**Consignes:**
(1) Recopiez l'extrait en entier, à l'identique.
(2) Relevez chaque ligne des enregistrements qui contient le mot « white ». La casse compte.

**Extrait:**
Aujourd’hui achevé, le projet Encyclopédie pratique conduit par Lenio Kaklea a pris différentes formes. Il renoue avec les origines de la danse moderne à travers l’expérimentation et ses perspectives féministes radicales, prenant à contrepied le processus d’assujettissement académique de la danse.


 

« sous un désordre apparent, il existe un ordre autour duquel s’ordonne la rue », observe l’urbaniste américaine Janes Jacobs. Cet ordre, fait de déplacements et de changements peut être comparé à de la danse, analyse Lenio Kaklea, mais « il ne s’agit pas d’une danse simpliste autour de laquelle tout le monde lève la jambe, pirouette en même temps et fait des révérences à l’unisson ».

 

Tirer sa révérence

 

« Après avoir survécu aux divers examens et à la sélection qui va avec, j’étais devenue une danseuse virtuose. Mon parcours avait fait de moi une professionnelle ambitieuse et exigeante, prête à sacrifier ma vie pour la danse », confie la chorégraphe franco-grecque.

**Enregistrements:**
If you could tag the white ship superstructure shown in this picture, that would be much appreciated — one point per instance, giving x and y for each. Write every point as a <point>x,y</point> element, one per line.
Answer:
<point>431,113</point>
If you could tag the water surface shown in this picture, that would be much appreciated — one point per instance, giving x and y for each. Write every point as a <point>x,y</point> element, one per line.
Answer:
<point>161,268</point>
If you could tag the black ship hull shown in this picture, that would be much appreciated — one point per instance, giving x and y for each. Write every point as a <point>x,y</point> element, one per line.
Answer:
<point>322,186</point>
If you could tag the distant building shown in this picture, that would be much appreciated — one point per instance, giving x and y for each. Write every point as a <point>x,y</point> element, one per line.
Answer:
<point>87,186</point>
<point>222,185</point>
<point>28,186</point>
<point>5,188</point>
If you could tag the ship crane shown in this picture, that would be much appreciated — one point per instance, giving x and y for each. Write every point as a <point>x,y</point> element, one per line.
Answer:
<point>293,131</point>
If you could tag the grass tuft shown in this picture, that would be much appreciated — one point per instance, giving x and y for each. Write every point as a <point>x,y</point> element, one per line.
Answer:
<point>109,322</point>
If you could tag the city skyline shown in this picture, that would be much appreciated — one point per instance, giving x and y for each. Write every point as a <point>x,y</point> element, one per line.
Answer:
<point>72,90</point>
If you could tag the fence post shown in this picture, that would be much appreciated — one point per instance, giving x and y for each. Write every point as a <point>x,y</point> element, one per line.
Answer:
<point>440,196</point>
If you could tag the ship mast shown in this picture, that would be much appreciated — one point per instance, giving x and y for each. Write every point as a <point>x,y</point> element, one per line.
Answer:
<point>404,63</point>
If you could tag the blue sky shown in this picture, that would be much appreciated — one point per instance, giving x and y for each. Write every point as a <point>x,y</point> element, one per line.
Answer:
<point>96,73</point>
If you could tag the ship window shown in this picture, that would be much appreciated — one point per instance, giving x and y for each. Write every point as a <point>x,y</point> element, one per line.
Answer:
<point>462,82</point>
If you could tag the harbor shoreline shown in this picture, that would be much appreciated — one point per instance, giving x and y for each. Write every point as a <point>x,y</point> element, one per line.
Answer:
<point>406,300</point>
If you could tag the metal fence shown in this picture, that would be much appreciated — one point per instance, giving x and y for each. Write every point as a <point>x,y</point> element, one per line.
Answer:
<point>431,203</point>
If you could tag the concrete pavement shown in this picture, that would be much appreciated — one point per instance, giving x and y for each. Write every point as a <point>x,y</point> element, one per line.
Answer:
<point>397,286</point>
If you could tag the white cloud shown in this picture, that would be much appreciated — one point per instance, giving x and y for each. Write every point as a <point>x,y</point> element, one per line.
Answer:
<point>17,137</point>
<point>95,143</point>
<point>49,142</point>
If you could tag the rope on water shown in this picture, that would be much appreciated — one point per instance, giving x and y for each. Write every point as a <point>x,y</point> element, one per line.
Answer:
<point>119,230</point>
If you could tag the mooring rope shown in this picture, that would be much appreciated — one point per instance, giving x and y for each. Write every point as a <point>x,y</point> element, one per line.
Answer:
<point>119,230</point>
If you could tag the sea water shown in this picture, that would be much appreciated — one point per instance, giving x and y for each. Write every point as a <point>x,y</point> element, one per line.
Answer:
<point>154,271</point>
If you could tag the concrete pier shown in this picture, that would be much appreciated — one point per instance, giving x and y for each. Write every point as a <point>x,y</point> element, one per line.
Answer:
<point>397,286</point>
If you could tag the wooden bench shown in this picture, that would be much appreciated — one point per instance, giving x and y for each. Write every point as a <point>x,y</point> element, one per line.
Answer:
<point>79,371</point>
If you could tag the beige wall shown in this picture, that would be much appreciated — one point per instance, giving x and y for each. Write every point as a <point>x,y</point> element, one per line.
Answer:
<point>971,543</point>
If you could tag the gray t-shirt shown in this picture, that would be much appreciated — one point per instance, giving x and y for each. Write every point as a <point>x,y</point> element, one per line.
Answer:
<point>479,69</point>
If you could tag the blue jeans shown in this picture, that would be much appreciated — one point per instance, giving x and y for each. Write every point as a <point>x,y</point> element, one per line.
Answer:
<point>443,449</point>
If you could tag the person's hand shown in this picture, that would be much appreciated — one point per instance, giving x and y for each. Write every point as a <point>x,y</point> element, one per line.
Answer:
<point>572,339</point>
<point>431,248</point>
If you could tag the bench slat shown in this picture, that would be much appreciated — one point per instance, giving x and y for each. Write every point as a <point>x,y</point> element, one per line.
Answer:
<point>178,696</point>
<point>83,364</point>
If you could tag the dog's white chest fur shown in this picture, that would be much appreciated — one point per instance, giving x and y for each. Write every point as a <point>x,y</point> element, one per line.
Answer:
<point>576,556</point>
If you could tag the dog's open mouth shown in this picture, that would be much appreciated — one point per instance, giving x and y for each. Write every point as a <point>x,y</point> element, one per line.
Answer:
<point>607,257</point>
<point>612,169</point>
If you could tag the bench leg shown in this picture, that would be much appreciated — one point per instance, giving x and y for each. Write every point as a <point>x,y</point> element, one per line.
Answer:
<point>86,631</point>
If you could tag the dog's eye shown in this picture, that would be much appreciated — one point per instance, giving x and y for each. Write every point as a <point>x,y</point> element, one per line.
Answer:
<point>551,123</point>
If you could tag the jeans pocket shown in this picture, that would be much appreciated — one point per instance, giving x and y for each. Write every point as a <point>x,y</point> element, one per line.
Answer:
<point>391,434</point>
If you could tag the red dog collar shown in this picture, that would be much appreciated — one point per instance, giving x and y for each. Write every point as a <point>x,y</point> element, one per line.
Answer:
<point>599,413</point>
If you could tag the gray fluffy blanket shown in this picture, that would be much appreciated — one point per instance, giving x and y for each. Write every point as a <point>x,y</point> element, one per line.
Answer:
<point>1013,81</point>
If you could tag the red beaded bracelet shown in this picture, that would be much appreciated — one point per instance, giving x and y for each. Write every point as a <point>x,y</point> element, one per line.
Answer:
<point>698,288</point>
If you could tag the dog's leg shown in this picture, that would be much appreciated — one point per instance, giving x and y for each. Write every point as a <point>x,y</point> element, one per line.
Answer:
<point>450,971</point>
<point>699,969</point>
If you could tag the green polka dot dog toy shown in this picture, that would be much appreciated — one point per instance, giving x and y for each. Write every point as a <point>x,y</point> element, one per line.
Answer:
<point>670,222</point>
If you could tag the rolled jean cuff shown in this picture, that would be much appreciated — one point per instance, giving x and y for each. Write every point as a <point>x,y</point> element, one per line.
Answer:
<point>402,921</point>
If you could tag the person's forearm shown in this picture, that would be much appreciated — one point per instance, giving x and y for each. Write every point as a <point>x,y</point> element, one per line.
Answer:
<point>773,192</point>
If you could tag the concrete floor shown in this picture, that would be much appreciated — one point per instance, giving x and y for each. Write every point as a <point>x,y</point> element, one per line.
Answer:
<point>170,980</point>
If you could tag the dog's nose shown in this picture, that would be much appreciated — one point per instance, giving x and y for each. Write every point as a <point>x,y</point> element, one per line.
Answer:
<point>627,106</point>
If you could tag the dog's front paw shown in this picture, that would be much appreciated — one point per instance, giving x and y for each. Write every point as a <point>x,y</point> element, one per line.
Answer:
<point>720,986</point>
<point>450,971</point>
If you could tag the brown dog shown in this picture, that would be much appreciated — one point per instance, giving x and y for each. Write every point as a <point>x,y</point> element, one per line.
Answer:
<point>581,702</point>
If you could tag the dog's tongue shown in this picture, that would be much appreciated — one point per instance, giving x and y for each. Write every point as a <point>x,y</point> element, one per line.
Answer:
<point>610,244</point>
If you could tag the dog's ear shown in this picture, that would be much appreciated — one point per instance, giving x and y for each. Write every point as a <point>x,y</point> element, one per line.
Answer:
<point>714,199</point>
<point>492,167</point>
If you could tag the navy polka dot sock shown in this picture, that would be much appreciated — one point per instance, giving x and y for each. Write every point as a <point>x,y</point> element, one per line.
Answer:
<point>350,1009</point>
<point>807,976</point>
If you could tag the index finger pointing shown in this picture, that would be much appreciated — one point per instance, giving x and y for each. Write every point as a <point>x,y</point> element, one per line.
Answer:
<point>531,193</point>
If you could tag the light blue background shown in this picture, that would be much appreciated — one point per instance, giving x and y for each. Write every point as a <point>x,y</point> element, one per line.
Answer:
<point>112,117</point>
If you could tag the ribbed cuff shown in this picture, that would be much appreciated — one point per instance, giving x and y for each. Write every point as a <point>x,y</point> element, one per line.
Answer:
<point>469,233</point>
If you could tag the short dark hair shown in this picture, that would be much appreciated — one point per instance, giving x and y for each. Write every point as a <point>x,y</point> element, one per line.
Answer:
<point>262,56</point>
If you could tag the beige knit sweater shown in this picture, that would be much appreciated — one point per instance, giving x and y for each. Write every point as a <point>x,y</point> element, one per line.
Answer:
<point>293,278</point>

**Réponses par tâche:**
(1)
Aujourd’hui achevé, le projet Encyclopédie pratique conduit par Lenio Kaklea a pris différentes formes. Il renoue avec les origines de la danse moderne à travers l’expérimentation et ses perspectives féministes radicales, prenant à contrepied le processus d’assujettissement académique de la danse.


 

« sous un désordre apparent, il existe un ordre autour duquel s’ordonne la rue », observe l’urbaniste américaine Janes Jacobs. Cet ordre, fait de déplacements et de changements peut être comparé à de la danse, analyse Lenio Kaklea, mais « il ne s’agit pas d’une danse simpliste autour de laquelle tout le monde lève la jambe, pirouette en même temps et fait des révérences à l’unisson ».

 

Tirer sa révérence

 

« Après avoir survécu aux divers examens et à la sélection qui va avec, j’étais devenue une danseuse virtuose. Mon parcours avait fait de moi une professionnelle ambitieuse et exigeante, prête à sacrifier ma vie pour la danse », confie la chorégraphe franco-grecque.

(2)
If you could tag the white ship superstructure shown in this picture, that would be much appreciated — one point per instance, giving x and y for each. Write every point as a <point>x,y</point> element, one per line.
If you could tag the white cloud shown in this picture, that would be much appreciated — one point per instance, giving x and y for each. Write every point as a <point>x,y</point> element, one per line.
If you could tag the dog's white chest fur shown in this picture, that would be much appreciated — one point per instance, giving x and y for each. Write every point as a <point>x,y</point> element, one per line.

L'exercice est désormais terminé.